Parts of the exercise
a - Rewrite the part of the Ninety-nine card game text starting at "- Chance: Low-Moderate" and ending at "skills in children.", replacing "running total" with "cumulative total".
b - List the labels of the attributes given in the summary box at the top of the Ninety-nine card game text.
c - Carry on the Ninety-nine card game text from where it stops.

Quoted passage
::::

Ninety-Nine
- A 9 always takes the score to 99 points
- Type: Addingup-type
- Players: 2+
- Cards: 52 (additional decks may be used)
- Deck: French
- Rank (high→low): K Q J 10 9 8 7 6 5 4 3 2 A
- Play: Both directions
- Playing time: 15 min.
- Chance: Low-Moderate

Related games
- Switch

= Ninety-nine (addition card game) =

Card game

Ninety-nine is a simple card game based on addition and reportedly popular among the Romani people. It uses one or more standard decks of Anglo-American playing cards in which certain ranks have special properties, and can be played by any number of players. During the game, the value of each card played is added to a running total which is not allowed to exceed 99. A player who cannot play without causing this total to surpass 99 loses that hand and must forfeit one token.

Due to the simple strategy and focus on basic addition, the game is sometimes used to cultivate math skills in children.

== Rules ==
=== Preliminaries ===

At the start of the game, three tokens are distributed to each player.

=== Standard rules of play ===

Each hand, three cards are dealt to each player, and the player to the left of the dealer takes the first turn by choosing one of the cards in their hand, places it on the discard pile, calls out its value, and then draws a new card. The player to the left then chooses one of their cards and places it on the discard pile, adds its value to the previous card and calls out the new total.

If a player forgets to draw a new card before the next player plays, that player must remain one card short for the remainder of the hand.

::::

Recorded data
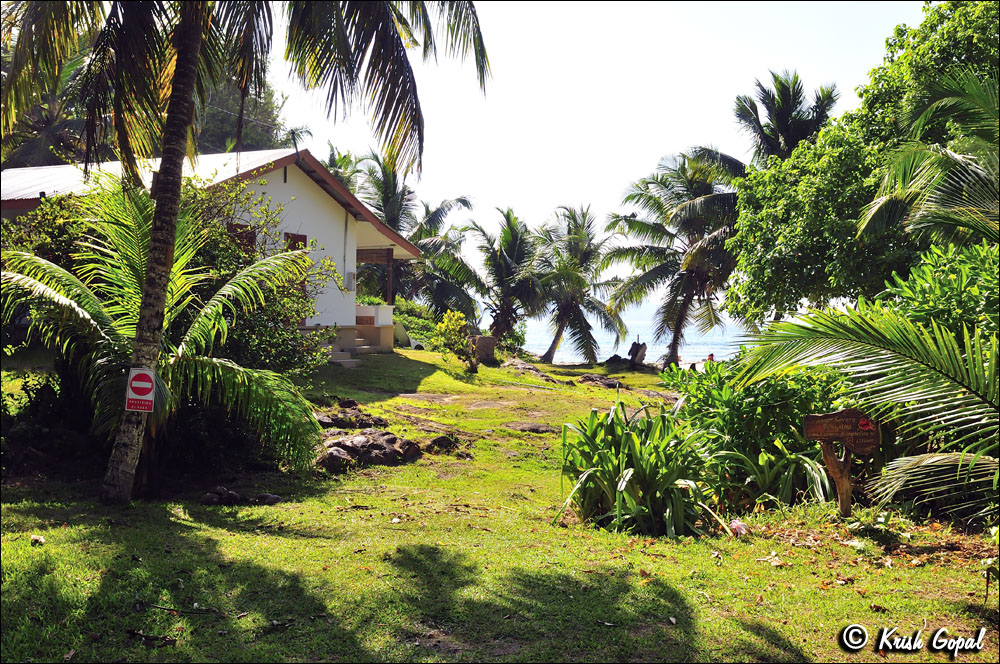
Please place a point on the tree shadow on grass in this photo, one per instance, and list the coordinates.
(149, 584)
(379, 378)
(538, 615)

::::

Answers in order
a -
- Chance: Low-Moderate

Related games
- Switch

= Ninety-nine (addition card game) =

Card game

Ninety-nine is a simple card game based on addition and reportedly popular among the Romani people. It uses one or more standard decks of Anglo-American playing cards in which certain ranks have special properties, and can be played by any number of players. During the game, the value of each card played is added to a cumulative total which is not allowed to exceed 99. A player who cannot play without causing this total to surpass 99 loses that hand and must forfeit one token.

Due to the simple strategy and focus on basic addition, the game is sometimes used to cultivate math skills in children.

b - Type, Players, Cards, Deck, Rank (high→low), Play, Playing time, Chance

c -
Play proceeds in this manner until a player cannot play without making the total value exceed ninety-nine. That player loses the deal and must turn in or discard one of their tokens, after which all cards are then collected and a new hand is dealt. Once a player runs out of tokens, that player is out of the game. The last player remaining, i.e. the last player with token(s), wins the game.

Cards of certain ranks have special values or properties, which are:
- A: value is either 1 or 11.
- 3: value is 3 and the next player loses a turn.
- 4: value is 0 and the order of play is reversed.
  - Once the game is down to two players, whoever played a 4 takes another turn instead.
- 9: value is 99 regardless of the previous total value.
- 10: value is either -10 or +10.
- J: value is 10.
- Q: value is 10.
- K: value is 0.
  - This means that the previous pile value remains unchanged, therefore a K can be thought of as a pass.
  - Some rule variations swap the effects of the K and the 9 (see alternate rules below).

All other cards have their face value.

=== Alternative rules of play ===
Alternate rules allow use of the Joker cards and rank the cards as follows:

- A: value is either 1 or 11.
- 4: value is 0 and the order of play is reversed.
- 9: value is 0 and can be thought of as a pass.
- 10: value is -10.
  - This means that whoever played a ten cannot choose to increase total value by 10.
- J: value is 10.
- Q: value is 10.
- K: value is 99 regardless of the previous total value.

All other cards have their face value.

A scoring variation uses dollar bills or pieces of paper instead of tokens. Each time a player loses the deal, their dollar bill is folded. Five folds are allowed: all corners, then in half, after which that player is out. The last player remaining wins and takes all the dollar bills.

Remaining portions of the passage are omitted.